* **GIVEN EXERCISE**
Return each line of the listing below that contains the word "black".

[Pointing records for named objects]
--------------------
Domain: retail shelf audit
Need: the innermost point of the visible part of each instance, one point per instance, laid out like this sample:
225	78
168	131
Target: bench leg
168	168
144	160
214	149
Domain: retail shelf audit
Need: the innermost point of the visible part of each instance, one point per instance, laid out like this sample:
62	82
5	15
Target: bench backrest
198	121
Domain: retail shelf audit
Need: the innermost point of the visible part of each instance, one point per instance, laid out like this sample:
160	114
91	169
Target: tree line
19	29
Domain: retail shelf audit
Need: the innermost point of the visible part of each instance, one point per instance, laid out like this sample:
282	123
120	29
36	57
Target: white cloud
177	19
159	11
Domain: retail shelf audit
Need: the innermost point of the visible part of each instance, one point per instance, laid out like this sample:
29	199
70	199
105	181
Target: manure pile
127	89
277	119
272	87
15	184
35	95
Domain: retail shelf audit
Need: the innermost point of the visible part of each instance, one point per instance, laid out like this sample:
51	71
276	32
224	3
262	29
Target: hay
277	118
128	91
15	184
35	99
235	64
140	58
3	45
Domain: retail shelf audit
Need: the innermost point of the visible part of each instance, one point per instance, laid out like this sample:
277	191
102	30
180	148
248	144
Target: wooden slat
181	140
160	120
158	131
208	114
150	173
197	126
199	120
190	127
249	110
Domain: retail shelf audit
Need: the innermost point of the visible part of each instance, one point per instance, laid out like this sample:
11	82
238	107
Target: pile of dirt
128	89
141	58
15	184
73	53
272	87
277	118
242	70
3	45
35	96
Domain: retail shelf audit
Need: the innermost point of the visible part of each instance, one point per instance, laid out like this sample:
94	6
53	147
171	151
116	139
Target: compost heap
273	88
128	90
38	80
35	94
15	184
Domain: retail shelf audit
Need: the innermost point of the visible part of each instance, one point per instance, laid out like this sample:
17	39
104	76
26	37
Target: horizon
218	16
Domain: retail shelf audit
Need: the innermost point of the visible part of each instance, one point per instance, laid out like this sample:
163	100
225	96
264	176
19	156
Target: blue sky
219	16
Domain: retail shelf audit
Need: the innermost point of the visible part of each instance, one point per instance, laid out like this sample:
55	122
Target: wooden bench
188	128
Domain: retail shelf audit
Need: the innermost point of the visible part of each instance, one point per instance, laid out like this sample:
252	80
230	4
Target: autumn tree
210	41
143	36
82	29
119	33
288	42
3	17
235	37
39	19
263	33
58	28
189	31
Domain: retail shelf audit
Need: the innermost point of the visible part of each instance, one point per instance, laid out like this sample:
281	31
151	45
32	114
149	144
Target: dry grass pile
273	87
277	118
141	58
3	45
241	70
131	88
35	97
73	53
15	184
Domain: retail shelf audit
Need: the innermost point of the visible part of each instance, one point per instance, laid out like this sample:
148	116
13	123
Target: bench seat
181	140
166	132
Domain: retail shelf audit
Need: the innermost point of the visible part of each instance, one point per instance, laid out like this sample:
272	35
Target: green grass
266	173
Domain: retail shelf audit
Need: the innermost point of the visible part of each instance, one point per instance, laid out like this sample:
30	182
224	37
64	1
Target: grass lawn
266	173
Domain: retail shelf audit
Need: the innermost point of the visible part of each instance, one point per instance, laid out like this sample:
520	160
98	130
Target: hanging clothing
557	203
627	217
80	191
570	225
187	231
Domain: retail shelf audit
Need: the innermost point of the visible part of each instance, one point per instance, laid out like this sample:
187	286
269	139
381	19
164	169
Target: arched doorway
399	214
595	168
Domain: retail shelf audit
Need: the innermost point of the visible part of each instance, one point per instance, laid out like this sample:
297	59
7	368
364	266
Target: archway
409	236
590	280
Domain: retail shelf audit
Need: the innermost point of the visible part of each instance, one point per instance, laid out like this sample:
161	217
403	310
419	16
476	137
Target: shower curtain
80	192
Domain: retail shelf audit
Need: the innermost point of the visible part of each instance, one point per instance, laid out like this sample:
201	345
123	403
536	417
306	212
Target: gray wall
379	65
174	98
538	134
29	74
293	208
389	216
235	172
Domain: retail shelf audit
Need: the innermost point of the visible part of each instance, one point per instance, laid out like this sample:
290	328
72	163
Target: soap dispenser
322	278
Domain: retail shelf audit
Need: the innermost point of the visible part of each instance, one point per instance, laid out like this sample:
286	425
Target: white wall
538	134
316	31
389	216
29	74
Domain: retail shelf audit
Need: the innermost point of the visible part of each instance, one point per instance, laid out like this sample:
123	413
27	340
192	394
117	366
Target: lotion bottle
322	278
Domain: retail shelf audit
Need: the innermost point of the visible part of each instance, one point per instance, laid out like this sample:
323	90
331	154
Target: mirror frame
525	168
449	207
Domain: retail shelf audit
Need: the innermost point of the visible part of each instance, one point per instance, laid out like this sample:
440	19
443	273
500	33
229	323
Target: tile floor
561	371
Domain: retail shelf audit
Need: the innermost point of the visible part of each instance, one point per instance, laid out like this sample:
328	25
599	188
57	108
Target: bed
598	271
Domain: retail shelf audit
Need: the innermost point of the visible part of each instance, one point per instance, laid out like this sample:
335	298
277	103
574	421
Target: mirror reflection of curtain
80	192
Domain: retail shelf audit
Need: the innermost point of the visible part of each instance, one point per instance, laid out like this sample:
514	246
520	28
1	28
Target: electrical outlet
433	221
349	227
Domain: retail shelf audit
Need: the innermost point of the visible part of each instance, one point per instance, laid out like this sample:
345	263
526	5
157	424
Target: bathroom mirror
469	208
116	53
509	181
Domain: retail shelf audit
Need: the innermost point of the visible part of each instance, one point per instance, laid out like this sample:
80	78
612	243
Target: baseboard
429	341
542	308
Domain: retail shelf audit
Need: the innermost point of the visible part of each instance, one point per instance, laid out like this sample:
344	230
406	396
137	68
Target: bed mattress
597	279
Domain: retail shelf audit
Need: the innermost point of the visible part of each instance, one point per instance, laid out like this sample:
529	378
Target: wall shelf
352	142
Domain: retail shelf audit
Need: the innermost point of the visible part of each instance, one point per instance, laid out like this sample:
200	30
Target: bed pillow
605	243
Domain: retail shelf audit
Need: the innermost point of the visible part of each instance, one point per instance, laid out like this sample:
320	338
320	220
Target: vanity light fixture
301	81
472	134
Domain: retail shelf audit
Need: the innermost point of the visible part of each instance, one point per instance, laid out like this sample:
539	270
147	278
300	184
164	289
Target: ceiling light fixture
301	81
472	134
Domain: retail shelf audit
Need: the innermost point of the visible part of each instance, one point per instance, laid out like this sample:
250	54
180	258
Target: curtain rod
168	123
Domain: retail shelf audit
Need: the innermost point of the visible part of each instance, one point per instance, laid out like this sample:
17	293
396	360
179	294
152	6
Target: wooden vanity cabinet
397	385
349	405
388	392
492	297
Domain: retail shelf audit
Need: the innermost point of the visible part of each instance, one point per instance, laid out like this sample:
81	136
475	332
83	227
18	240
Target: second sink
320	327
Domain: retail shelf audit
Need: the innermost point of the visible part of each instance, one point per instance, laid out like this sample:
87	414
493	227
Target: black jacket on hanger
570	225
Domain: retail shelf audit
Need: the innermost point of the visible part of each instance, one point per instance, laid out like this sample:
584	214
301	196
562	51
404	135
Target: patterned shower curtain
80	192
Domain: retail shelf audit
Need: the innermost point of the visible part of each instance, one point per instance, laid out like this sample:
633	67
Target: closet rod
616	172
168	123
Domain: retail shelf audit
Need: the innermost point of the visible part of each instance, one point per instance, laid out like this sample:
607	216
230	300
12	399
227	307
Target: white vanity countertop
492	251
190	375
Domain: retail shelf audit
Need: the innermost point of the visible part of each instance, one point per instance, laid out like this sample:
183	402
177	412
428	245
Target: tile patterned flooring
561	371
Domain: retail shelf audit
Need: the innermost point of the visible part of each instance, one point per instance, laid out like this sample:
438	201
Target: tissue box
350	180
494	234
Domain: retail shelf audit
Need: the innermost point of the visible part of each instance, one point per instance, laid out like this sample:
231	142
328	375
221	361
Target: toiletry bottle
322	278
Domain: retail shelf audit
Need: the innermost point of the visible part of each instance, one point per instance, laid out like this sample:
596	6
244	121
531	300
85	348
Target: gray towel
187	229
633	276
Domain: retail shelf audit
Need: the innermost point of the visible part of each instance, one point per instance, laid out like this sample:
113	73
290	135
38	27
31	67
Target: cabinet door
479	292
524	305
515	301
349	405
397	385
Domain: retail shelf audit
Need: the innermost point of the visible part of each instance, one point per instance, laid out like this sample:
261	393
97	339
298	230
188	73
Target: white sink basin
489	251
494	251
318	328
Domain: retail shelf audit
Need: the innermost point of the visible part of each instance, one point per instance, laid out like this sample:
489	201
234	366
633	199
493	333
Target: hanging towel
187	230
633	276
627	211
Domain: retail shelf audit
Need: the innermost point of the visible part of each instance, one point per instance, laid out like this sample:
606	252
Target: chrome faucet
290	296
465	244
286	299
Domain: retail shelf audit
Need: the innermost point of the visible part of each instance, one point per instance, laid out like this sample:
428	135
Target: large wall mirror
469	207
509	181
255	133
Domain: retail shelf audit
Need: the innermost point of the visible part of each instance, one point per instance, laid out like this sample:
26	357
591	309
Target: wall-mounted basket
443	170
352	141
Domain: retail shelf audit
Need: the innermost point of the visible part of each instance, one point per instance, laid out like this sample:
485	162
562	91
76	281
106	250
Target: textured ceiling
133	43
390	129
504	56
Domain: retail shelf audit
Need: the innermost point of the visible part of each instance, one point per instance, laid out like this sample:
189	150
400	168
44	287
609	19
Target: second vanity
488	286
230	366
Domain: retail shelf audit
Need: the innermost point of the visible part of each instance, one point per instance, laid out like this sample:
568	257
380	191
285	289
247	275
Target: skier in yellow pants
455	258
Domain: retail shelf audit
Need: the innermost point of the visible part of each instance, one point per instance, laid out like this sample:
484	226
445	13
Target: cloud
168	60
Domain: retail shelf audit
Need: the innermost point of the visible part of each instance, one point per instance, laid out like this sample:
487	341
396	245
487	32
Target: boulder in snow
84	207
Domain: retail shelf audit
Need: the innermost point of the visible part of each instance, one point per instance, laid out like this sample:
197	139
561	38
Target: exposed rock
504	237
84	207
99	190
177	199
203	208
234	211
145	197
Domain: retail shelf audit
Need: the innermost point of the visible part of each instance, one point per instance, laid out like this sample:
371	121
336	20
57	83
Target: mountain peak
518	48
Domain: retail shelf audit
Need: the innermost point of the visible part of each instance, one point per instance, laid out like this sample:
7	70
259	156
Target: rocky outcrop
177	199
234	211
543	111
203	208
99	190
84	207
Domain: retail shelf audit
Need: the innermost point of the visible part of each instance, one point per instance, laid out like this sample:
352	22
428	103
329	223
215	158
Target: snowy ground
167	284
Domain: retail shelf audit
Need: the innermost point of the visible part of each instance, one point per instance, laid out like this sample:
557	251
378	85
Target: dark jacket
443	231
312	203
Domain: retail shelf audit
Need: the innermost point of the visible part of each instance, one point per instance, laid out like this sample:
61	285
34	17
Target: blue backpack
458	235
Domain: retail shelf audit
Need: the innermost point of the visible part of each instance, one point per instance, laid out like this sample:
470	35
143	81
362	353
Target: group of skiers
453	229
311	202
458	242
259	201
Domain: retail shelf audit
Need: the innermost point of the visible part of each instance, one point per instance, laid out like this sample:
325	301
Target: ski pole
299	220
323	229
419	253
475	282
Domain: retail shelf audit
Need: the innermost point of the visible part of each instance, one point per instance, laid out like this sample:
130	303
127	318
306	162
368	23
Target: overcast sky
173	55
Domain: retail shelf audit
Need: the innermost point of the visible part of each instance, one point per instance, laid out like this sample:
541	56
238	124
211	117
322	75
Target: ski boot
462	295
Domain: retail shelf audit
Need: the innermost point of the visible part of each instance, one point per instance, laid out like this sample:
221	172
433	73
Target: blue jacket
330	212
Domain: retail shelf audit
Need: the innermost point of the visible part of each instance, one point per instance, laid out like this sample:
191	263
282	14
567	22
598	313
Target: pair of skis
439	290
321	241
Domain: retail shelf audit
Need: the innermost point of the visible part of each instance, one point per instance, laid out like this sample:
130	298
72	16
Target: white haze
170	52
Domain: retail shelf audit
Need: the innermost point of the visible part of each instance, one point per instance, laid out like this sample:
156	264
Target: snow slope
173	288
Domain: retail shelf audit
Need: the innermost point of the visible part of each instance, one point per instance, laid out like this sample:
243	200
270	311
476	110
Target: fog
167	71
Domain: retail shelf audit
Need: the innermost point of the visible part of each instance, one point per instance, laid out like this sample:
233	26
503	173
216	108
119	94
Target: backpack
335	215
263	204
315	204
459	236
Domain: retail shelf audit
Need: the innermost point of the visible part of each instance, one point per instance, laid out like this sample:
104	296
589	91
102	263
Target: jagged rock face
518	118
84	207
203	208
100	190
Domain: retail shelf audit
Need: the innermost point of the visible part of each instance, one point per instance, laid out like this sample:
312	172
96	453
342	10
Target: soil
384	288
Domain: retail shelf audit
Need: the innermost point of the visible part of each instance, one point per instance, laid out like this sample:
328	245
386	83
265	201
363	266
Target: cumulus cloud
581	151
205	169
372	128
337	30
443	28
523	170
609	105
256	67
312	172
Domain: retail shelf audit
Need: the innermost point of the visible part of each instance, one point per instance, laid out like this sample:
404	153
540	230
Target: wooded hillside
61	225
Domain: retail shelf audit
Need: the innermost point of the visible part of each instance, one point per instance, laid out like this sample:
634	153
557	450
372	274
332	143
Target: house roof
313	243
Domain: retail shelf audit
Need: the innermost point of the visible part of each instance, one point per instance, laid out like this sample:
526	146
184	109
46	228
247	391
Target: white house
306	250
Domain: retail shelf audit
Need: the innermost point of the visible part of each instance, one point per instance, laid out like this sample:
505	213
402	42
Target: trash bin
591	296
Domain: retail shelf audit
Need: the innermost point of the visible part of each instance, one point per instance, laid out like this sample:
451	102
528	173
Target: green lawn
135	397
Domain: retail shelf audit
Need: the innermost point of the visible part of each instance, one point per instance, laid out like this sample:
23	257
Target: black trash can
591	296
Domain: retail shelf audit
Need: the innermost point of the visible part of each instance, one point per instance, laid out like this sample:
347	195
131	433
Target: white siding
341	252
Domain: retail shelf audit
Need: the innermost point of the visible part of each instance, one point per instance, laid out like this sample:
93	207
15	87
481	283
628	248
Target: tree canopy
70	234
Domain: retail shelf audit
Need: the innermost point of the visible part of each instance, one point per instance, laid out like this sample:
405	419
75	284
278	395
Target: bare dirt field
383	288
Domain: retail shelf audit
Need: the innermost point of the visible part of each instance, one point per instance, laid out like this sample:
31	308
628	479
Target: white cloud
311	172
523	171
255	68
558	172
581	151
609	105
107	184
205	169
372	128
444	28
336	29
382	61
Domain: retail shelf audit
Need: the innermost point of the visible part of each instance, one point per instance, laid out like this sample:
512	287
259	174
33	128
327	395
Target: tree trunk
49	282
--------------------
* **COMPLETE OUTPUT**
Target: black jacket on hanger
Target: black trash can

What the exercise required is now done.